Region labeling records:
· · ·
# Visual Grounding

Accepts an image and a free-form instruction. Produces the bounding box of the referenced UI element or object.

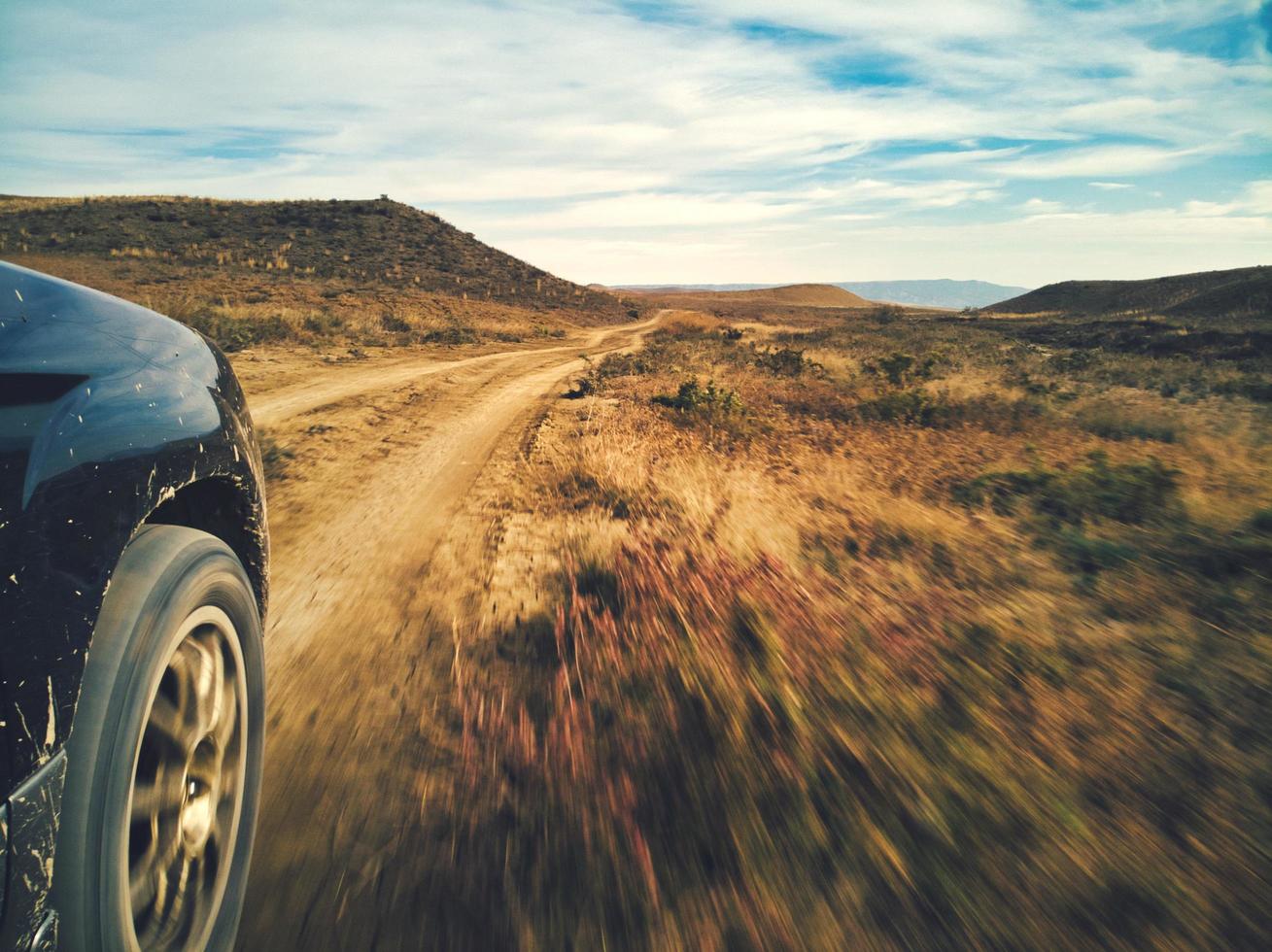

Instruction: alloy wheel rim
[122,605,247,951]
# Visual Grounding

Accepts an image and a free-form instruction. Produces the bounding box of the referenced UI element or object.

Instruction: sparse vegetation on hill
[985,265,1272,318]
[0,197,641,349]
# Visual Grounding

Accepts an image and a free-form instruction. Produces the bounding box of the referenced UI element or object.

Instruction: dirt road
[236,318,658,949]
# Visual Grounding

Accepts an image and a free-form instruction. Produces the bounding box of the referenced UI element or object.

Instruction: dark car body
[0,262,268,948]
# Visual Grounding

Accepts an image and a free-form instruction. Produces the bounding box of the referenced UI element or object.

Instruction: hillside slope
[0,195,623,317]
[985,265,1272,315]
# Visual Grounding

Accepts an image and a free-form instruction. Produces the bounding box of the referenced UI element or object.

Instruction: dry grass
[7,255,577,351]
[445,302,1272,948]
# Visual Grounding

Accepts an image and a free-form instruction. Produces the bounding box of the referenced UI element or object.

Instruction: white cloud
[984,145,1216,179]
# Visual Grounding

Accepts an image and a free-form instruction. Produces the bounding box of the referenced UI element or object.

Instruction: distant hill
[836,279,1029,308]
[985,265,1272,317]
[625,285,873,308]
[0,195,625,315]
[621,279,1029,309]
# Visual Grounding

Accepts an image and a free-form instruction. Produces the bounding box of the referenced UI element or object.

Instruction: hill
[0,195,626,319]
[629,285,873,308]
[985,265,1272,315]
[836,279,1029,309]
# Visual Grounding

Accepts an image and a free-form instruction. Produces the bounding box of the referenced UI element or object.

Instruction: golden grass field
[445,302,1272,949]
[0,199,1272,949]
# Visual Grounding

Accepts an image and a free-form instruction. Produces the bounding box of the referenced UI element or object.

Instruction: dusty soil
[235,314,662,949]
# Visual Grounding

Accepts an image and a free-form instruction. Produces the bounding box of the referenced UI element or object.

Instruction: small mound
[646,285,874,308]
[985,265,1272,315]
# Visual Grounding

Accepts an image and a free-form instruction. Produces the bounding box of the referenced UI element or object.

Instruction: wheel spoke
[132,773,181,824]
[128,607,247,948]
[147,693,193,758]
[128,863,163,919]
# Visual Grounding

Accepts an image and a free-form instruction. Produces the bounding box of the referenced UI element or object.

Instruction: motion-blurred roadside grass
[456,310,1272,949]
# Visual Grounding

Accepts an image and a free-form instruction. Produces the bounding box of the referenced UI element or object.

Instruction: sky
[0,0,1272,286]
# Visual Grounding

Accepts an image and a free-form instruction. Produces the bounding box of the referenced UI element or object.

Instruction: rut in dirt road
[232,319,656,949]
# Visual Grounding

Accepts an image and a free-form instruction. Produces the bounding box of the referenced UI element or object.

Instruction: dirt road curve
[236,318,656,949]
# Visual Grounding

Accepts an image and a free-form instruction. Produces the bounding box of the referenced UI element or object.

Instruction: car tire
[53,525,264,952]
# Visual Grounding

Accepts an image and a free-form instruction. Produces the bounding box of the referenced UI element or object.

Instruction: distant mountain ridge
[619,279,1029,309]
[623,285,873,308]
[839,279,1029,308]
[987,264,1272,315]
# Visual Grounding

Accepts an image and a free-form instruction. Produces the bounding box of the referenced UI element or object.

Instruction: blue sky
[0,0,1272,285]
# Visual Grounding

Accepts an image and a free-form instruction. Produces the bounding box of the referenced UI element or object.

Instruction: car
[0,262,270,952]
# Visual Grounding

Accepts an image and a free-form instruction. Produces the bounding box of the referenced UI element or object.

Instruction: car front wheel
[53,525,264,952]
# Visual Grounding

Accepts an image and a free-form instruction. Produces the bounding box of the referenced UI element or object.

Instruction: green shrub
[1075,403,1179,442]
[856,388,1042,432]
[756,347,816,376]
[654,380,742,415]
[954,451,1178,525]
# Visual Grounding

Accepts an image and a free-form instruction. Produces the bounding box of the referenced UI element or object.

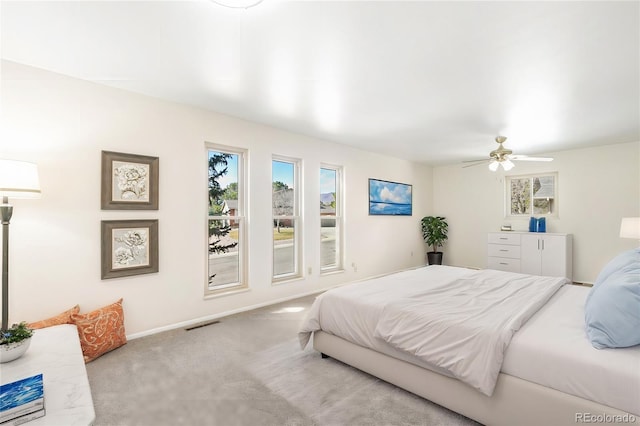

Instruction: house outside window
[205,144,248,296]
[320,164,344,273]
[505,173,558,217]
[271,156,302,283]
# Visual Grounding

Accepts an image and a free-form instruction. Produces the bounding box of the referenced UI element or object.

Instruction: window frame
[204,142,249,299]
[504,172,560,219]
[319,163,344,275]
[271,155,304,285]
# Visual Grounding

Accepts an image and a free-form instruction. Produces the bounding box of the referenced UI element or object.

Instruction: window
[205,144,247,296]
[320,165,343,272]
[271,157,302,282]
[506,173,558,216]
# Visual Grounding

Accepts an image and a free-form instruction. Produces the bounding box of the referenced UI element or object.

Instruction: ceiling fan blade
[463,158,490,163]
[462,160,488,169]
[509,155,553,161]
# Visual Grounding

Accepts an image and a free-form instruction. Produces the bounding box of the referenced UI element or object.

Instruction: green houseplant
[0,322,33,363]
[420,216,449,265]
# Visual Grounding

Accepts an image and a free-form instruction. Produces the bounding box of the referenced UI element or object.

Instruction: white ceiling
[0,0,640,164]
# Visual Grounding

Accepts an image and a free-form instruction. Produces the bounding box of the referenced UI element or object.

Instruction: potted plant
[0,322,33,363]
[420,216,449,265]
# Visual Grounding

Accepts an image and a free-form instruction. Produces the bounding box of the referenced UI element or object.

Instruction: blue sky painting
[369,179,412,216]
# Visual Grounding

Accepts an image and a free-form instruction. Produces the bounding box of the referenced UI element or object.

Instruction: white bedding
[299,266,640,415]
[502,285,640,416]
[374,268,567,396]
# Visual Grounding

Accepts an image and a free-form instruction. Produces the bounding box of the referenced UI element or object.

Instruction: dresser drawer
[489,232,520,246]
[487,244,520,259]
[487,257,520,272]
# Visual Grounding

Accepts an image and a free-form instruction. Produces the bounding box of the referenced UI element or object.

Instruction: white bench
[0,324,96,426]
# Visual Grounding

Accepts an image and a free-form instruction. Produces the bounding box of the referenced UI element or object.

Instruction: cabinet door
[540,235,569,277]
[520,234,542,275]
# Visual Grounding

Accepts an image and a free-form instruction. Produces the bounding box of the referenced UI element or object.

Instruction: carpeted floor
[87,296,477,426]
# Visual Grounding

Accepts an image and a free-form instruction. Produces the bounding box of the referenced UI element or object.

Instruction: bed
[299,265,640,425]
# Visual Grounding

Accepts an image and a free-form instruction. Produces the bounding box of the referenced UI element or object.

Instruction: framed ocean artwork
[369,178,413,216]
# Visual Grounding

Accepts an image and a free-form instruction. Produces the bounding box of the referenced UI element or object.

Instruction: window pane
[533,198,553,214]
[273,219,297,276]
[320,217,340,269]
[207,150,242,290]
[208,219,240,288]
[209,151,238,216]
[272,160,295,216]
[533,176,555,198]
[511,178,531,215]
[320,168,340,269]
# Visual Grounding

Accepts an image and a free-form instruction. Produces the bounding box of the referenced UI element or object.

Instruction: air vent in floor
[185,320,220,331]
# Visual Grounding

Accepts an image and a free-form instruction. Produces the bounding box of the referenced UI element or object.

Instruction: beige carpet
[87,297,477,426]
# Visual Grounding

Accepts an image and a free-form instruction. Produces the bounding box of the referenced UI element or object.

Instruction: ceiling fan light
[501,160,514,172]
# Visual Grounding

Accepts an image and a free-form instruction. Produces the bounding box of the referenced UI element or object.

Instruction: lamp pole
[0,196,13,331]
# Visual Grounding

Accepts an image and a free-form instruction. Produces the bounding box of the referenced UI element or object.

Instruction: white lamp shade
[0,159,40,198]
[500,160,515,172]
[620,217,640,240]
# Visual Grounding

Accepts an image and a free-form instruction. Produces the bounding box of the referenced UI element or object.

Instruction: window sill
[204,286,251,300]
[271,275,304,286]
[320,268,344,277]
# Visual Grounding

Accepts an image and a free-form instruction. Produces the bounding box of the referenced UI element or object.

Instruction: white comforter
[299,266,567,395]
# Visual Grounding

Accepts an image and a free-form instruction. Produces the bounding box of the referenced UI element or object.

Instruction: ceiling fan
[462,136,553,172]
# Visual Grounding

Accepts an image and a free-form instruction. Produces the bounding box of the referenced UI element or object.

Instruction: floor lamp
[0,159,40,331]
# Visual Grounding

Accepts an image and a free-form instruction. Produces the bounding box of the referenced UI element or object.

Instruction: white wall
[0,62,433,336]
[433,142,640,282]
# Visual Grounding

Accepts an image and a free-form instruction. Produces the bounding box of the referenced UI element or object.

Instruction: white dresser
[487,231,573,279]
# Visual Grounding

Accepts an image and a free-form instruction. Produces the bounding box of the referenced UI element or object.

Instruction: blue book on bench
[0,374,44,423]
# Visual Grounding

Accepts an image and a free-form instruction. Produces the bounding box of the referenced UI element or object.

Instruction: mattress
[301,266,640,415]
[502,285,640,415]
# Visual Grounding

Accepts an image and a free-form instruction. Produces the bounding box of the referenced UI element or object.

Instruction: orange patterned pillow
[71,299,127,363]
[29,305,80,330]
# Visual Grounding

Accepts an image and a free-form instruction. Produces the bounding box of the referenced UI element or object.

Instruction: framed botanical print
[101,151,159,210]
[101,219,158,280]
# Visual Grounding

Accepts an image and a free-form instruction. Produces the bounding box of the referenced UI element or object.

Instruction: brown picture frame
[101,219,158,280]
[100,151,160,210]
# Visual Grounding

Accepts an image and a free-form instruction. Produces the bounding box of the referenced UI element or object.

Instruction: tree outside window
[506,173,558,216]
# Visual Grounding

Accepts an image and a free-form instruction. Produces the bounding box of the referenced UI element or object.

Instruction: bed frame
[313,331,640,426]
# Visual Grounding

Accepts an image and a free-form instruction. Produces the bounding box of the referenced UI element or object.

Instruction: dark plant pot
[427,251,442,265]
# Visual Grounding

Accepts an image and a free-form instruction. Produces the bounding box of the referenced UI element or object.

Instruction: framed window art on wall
[101,151,159,210]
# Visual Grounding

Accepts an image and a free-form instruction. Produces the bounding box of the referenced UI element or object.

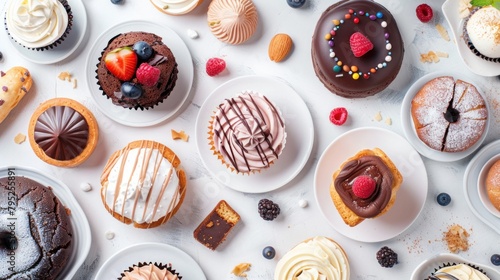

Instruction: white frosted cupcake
[5,0,73,51]
[274,236,350,280]
[208,91,286,174]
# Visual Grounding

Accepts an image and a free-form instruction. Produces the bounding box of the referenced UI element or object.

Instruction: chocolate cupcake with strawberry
[96,32,178,110]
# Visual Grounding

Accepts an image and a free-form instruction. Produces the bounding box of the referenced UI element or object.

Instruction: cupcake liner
[94,33,179,111]
[462,8,500,63]
[117,262,182,280]
[424,262,488,280]
[207,91,287,175]
[4,0,73,51]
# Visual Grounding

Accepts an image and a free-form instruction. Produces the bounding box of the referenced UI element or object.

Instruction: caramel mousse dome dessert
[96,32,179,110]
[463,6,500,63]
[5,0,73,51]
[0,176,76,280]
[207,0,259,45]
[330,148,403,227]
[274,236,350,280]
[311,0,404,98]
[208,91,286,174]
[28,98,99,167]
[411,76,488,153]
[101,140,187,229]
[150,0,203,16]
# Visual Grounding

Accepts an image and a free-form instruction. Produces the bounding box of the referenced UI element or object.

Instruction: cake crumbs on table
[14,133,26,144]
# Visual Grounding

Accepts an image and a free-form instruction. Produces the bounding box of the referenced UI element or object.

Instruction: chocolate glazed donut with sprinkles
[209,91,286,173]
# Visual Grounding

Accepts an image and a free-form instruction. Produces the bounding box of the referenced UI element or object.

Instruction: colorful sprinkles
[325,9,392,80]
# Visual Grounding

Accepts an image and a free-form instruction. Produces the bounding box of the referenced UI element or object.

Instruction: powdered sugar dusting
[0,208,41,279]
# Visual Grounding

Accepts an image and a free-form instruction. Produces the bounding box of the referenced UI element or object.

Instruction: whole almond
[267,33,293,62]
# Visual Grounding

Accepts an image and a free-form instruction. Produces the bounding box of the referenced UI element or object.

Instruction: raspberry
[330,107,348,125]
[135,62,161,87]
[349,32,373,57]
[352,175,376,199]
[206,57,226,77]
[416,4,434,22]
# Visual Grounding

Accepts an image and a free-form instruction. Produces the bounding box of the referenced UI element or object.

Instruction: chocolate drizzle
[213,94,284,172]
[34,106,89,160]
[334,156,393,218]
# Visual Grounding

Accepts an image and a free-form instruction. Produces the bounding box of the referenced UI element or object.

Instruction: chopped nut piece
[14,133,26,144]
[231,263,252,277]
[171,129,189,142]
[436,23,450,41]
[443,224,469,253]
· · ·
Required work:
Could you reproduce the entries from the very beginning through the line containing "[236,318,658,949]", copying every line verbatim and including that final line, but omitting the pictures?

Written solution:
# Visual Grounding

Accepts an image and a free-form instruction. Produces the bounding box of the referenced UI element or object.


Instruction: alloy wheel rim
[122,605,247,951]
# Visual Grounding

Accepts an image and a free-form instruction. Produces the bounding box of the referenced UI element or object.

Instruction: sparse vegetation on hill
[985,265,1272,318]
[0,197,641,349]
# Visual Grounding

Accepts an image and a free-form instruction. Produces the bounding box of the referenced UI element or object.

Instruction: dirt road
[236,318,658,949]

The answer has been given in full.